> _Do this_: Extract all of the entries and give them again, word for word.

> _Data rows_:
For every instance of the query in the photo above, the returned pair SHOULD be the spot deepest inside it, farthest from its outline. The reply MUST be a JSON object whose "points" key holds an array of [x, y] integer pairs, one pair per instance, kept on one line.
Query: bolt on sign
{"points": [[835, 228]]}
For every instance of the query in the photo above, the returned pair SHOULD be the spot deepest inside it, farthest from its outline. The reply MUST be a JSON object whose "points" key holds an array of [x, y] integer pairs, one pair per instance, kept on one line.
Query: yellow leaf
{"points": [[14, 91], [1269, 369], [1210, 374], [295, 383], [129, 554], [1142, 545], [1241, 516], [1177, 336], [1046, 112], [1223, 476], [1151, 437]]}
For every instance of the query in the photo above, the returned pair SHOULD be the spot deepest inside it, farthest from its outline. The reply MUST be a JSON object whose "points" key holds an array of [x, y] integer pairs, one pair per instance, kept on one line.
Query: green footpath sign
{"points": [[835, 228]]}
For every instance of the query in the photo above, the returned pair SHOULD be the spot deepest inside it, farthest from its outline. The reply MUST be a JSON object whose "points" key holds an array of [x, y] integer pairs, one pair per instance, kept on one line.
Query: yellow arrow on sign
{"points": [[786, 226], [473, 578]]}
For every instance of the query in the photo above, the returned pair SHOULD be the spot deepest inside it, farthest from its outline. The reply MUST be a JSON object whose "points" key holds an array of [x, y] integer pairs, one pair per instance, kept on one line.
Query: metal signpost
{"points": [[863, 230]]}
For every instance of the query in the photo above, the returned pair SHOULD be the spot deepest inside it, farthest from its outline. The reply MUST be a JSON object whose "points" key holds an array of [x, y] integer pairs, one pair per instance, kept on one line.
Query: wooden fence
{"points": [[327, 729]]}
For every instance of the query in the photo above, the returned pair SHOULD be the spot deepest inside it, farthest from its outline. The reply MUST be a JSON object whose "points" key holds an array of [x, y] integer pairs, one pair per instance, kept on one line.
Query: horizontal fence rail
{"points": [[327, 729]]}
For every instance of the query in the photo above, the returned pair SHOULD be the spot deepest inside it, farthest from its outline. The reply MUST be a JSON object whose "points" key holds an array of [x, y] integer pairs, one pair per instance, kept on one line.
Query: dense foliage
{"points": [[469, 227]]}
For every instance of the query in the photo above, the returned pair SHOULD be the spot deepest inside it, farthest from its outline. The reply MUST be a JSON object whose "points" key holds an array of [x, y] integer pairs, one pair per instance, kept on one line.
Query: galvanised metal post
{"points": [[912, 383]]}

> _Solution to the problem_:
For every instance of the query in the photo above, the returned pair SHOULD be the spot deepest inside it, farthest from its outline. The reply MUST be a JSON object whose "points" key holds an array of [x, y] integer pairs, one pair per instance, kept on one line.
Query: bolt on sign
{"points": [[835, 228]]}
For every instance of the query in the photo above, the returned pair SHOULD be the spot deepest inside it, farthest from its outline. The reply MUST be a JSON object whose "points" key holds an array of [x, y] integer pairs, one pair per instance, kept on one line.
Query: yellow leaf
{"points": [[14, 91], [1269, 369], [1210, 374], [295, 383], [129, 554], [1142, 545], [1241, 516], [1177, 336], [1046, 112], [1223, 476], [1151, 437]]}
For every instance of the query in the photo above, the returned pair SHOULD be the spot deepest inside it, farthest from its outline. The reply MUST be a JSON object whose "points" key holds an array of [x, y] integer pairs, one pair per instance, kept on one line.
Query: green footpath sign
{"points": [[835, 228]]}
For every instance of the query in the photo above, the returned pair SHOULD be the spot deepest inside it, farthest from its outline. The reply MUST be a JSON object whose "points" key holds an array of [x, y] integer pairs, one pair per instance, kept on one line.
Query: yellow arrow on sign
{"points": [[786, 226], [473, 578]]}
For every instance of the query in the photo above, the returned pair SHOULD be the spot deepest inside it, farthest from its outline. The reply MUST be a JSON object whose "points" key holds an array of [x, y] integer pairs, one pair per instance, kept on one line.
Query: metal signpost
{"points": [[863, 230]]}
For every instance of the query in the photo above, the returned pair SHOULD be the spot deepest inside it, farthest from its outline. The reply MUST be a JSON object whose "points" key holds an array of [x, y] integer pairs, one pair per instance, kept on one line.
Query: wooden fence
{"points": [[327, 729]]}
For every instance of the query in the photo above, the returned pair SHOULD be the spot deepest inside it, farthest from its outline. The reply MUST be a JSON object whose "points" key holds an array of [x, y] integer pairs, one pair per instance, kept on one line.
Query: horizontal fence rail
{"points": [[327, 729]]}
For every instance of the query in the photo above, the returned pair SHOULD be the spot deepest inside it, farthest from its outline. The reply MUST be a JSON object whose "points" key holds an array of [x, y] integer pairs, one pair per instance, kept on one line.
Query: dense foliage
{"points": [[469, 227]]}
For every instance of the query in the photo above, the returned pair SHOULD be the spot deepest inside it, farthest from its outline. The reply MUST be a JSON object whose "points" key holds an array of [x, y] integer pairs, one pair per instance, kept on one line.
Query: galvanised metal post
{"points": [[912, 383]]}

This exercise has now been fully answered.